▶ _The problem_
Every record must come back exactly as given.

▶ _Data extract_
------------------------------

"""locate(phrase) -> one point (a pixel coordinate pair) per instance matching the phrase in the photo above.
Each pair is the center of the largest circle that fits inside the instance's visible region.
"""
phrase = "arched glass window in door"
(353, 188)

------------------------------

▶ _Result of this exercise_
"""locate(phrase) -> one point (a pixel coordinate pair) per instance matching the phrase in the photo above.
Each pair is the center of the largest circle that fits inside the instance's visible region.
"""
phrase = "arched glass window in door"
(353, 188)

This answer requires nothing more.